QUOTED PASSAGE =
Then, the operation of the timer 81 is restarted (Step ST56) after the passage of the time of the ½ wavelength of the pulse signal counted from the detection time (Step ST52) of the last L level of the pulse signal. In this situation, the timer 81 continuously outputs the pulse signals in which the level of the initial pulse signal having the desired and switched frequency is the H level. Thereby, the switching operation of the frequency of the pulse signal from the timer 81 is completed (Step ST57).

As described above, under the control of the program executed by the CPU 80 in the microcomputer 74 according to the fifth embodiment of the present invention, it is firstly detected that the levels of the pulse signals generated by the timer 81 are the H level and the L level, in order. Then, during the time period of the ½ wavelength of the pulse signal counted from the time at which the last L level of the pulse signal is detected, the operation of the timer 81 is halted and the signal of the L level is simultaneously outputted through the port 741 of the microcomputer 74, and a new timer value is set to the timer 84 in order to output the pulse signal of a desired frequency. Then, the operation of the timer 84 is initiated at the time that the period of the ½ wavelength of the pulse signal is passed. Thus, the pulse signal of the desired frequency is supplied to the pre-driver 73 continuously. Accordingly, when comparing with the conventional one, the frequency switching method and the device of the present invention is capable of preventing generation and output of any abnormal pulse signal having a very small pulse width when the frequency of the pulse signal is switched. In addition to this feature, even if the microcomputer do not have a timer that is not capable of switching a current timer value to a new timer value when the timer value is switched during the operation of the timer, it is possible to switch and supply the pulse signal of the ½ duty having the desired frequency without giving any damage to devices. In addition, it is acceptable to use one of both the pulse signals before and after the switching of the frequency as the pulse signal having the ½ wavelength described above.

WRITTEN TASK =
Please continue the patent passage on switching the frequency of a timer's pulse signal, starting after its final sentence.

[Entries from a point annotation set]
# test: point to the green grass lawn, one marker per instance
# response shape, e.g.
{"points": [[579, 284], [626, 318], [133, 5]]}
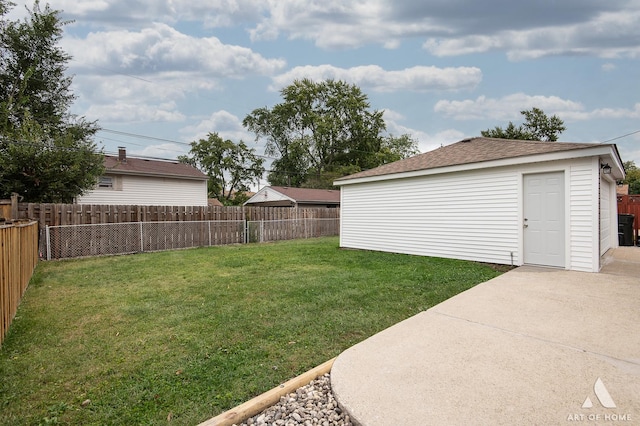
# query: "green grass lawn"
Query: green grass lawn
{"points": [[185, 335]]}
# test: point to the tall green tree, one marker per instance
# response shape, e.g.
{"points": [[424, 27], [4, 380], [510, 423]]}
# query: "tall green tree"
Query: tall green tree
{"points": [[231, 167], [537, 127], [321, 130], [46, 153]]}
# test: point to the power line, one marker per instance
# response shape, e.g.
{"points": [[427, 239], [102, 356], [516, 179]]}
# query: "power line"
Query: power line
{"points": [[620, 137]]}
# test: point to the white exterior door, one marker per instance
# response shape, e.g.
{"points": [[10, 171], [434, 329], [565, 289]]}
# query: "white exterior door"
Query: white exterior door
{"points": [[544, 219]]}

RESPONSE TO THIS EXERCISE =
FIG. 7 is a flowchart showing the operation of a frequency switching method according to the sixth embodiment of the present invention. As described above with reference to FIG. 8, the microcomputer 74 as one of the configuration components of the frequency switching device performs the frequency switching method according to the sixth embodiment of the present invention. In the microcomputer 74, both the port outputting the pulse signal of the ½ duty generated by the timer 81 and the input/output port of data are allocated to one port 741. In addition, the level of the initial pulse signal when the operation of the timer 81 is initiated can be set to a desired level. Further, the level of the signal outputted through the port 741 can be fixed and set to a desired level while the operation of the timer 84 is halted. Because the configuration of the frequency switching device performing the frequency switching method of the sixth embodiment is the same of that of the first embodiment shown in FIG. 8 and FIG. 9, the same reference numbers are used and therefore the explanation of them is omitted here.

A description will be given of the explanation of the frequency switching method of the sixth embodiment.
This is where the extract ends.